- **ABOUT THIS TASK**:
Of the entries below, return exactly those lines that fall between the one containing "positive clicks: (136, 162)" and the one containing "box: [129, 157, 140, 177]", the two end lines included.

- **DATA FOR THE TASK**:

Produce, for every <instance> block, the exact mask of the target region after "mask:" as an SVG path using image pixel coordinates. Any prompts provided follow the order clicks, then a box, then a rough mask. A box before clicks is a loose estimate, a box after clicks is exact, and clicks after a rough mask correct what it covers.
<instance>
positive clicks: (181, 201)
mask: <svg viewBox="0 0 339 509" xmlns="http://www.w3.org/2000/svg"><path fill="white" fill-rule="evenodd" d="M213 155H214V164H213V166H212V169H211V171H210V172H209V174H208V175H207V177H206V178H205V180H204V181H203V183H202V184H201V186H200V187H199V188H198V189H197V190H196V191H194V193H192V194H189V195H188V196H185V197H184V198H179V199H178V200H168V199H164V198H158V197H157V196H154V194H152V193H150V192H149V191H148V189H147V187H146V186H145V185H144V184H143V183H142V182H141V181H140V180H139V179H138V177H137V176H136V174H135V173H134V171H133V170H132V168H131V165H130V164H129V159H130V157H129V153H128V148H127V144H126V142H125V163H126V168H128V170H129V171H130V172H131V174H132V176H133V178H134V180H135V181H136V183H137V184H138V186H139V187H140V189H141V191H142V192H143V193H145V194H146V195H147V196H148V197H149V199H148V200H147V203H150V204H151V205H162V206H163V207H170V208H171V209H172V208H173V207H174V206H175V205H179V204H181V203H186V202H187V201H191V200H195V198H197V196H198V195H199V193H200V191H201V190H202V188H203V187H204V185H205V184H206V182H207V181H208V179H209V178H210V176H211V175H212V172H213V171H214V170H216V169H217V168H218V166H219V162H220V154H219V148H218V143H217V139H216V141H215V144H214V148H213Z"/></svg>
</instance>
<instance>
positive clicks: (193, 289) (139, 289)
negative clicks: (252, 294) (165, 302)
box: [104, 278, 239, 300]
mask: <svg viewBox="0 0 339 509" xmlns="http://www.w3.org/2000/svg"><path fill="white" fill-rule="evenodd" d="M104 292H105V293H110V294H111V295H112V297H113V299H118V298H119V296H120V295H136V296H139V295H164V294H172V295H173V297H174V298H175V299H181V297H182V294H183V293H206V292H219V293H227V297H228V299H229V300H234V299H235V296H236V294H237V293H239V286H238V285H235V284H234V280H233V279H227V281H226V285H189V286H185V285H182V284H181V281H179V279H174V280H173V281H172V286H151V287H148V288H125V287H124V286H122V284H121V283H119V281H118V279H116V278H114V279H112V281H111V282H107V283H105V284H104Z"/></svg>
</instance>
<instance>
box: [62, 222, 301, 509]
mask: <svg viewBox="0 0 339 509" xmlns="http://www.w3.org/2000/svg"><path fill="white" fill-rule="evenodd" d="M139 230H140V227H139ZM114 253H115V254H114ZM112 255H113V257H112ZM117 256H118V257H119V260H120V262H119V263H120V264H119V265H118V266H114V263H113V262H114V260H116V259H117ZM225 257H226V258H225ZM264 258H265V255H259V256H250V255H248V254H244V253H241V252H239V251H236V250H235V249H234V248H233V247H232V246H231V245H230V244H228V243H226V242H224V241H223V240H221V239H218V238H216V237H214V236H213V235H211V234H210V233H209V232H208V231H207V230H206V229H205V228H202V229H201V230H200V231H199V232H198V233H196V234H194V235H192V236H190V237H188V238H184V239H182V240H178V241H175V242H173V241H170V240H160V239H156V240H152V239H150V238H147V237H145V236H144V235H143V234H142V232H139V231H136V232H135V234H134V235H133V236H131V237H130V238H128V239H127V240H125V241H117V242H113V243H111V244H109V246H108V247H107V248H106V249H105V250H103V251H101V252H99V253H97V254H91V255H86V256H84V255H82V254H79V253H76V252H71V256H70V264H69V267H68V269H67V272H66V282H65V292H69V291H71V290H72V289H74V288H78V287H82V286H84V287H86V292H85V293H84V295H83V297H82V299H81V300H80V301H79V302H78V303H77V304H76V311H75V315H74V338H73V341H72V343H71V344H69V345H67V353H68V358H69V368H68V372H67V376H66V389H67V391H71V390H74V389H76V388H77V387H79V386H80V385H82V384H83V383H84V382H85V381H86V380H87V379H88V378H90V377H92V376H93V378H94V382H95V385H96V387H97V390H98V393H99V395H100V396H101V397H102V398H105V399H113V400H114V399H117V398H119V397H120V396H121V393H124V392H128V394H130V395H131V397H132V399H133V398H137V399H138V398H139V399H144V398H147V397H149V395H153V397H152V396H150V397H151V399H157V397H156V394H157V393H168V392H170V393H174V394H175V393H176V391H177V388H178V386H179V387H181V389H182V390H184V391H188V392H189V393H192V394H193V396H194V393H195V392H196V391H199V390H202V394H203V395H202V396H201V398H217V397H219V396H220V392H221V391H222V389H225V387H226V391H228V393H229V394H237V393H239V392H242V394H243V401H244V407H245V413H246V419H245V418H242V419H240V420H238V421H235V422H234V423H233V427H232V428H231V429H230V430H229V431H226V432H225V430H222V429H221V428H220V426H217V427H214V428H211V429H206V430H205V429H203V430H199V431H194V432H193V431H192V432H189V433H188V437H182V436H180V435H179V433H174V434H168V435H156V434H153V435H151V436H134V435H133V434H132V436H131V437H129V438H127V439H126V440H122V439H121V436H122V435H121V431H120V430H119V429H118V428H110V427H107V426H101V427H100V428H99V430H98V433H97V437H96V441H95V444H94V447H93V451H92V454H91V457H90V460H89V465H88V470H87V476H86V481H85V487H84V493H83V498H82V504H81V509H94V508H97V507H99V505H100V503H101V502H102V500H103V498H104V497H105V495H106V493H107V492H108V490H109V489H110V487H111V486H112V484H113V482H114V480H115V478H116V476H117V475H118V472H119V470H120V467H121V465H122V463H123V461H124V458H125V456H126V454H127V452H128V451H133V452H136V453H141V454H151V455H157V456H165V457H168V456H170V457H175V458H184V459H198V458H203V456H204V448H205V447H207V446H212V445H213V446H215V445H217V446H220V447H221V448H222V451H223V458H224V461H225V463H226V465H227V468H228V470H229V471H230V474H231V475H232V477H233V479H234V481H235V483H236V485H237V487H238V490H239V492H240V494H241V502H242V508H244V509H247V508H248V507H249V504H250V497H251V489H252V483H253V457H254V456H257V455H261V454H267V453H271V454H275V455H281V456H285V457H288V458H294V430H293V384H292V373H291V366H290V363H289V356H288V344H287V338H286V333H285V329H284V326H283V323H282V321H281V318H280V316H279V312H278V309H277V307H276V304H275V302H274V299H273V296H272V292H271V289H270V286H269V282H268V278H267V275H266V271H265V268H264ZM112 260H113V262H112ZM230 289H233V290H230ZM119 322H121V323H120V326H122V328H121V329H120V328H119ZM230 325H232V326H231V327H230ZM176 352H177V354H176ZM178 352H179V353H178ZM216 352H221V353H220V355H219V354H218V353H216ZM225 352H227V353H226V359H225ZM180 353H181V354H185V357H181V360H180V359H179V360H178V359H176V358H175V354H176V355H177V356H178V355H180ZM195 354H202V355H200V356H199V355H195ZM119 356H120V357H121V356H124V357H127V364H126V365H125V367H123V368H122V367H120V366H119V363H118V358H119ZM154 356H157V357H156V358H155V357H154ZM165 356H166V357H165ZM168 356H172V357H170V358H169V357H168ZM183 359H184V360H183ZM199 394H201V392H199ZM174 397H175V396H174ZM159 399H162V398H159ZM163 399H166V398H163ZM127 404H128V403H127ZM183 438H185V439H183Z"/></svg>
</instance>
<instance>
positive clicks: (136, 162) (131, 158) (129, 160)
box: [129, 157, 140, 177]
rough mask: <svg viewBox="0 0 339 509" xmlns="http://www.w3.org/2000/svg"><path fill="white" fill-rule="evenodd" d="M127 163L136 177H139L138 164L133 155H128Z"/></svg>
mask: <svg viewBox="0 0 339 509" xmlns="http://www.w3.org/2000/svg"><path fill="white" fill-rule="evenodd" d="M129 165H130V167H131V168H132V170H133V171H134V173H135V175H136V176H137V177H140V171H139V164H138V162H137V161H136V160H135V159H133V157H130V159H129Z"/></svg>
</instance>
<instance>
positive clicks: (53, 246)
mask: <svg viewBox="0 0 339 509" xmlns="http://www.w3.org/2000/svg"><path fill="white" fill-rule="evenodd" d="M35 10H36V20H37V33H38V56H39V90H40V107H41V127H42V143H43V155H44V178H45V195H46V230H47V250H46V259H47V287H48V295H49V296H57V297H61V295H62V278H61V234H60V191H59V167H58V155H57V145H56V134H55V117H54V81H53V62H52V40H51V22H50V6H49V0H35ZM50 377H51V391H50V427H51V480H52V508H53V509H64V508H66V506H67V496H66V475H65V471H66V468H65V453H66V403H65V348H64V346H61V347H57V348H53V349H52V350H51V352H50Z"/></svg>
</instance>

- **OUTPUT FOR THIS EXERCISE**:
positive clicks: (136, 162) (131, 158) (129, 160)
box: [129, 157, 140, 177]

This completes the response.